DATA TO USE start

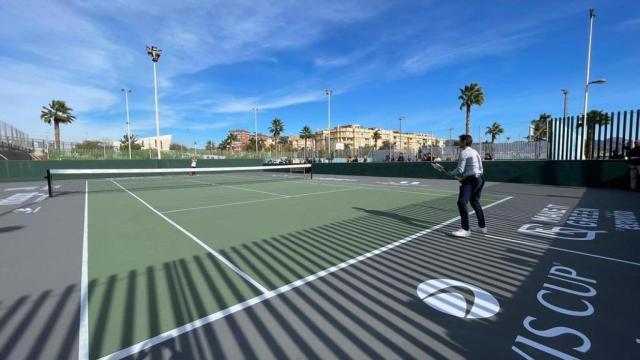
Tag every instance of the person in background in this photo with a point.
(194, 164)
(616, 155)
(634, 165)
(471, 175)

DATA TO USE end

- **YOUR TASK**
Give every line of the entries above as a Markdown table with the columns Row and Line, numbering each row, skipping blank lines, and omitting the pictures.

- **ANSWER TO THE TASK**
| Row | Line |
|---|---|
| 1 | Tag every instance of the person in background in this photo with a point. |
| 2 | (194, 164) |
| 3 | (616, 155) |
| 4 | (634, 165) |
| 5 | (471, 175) |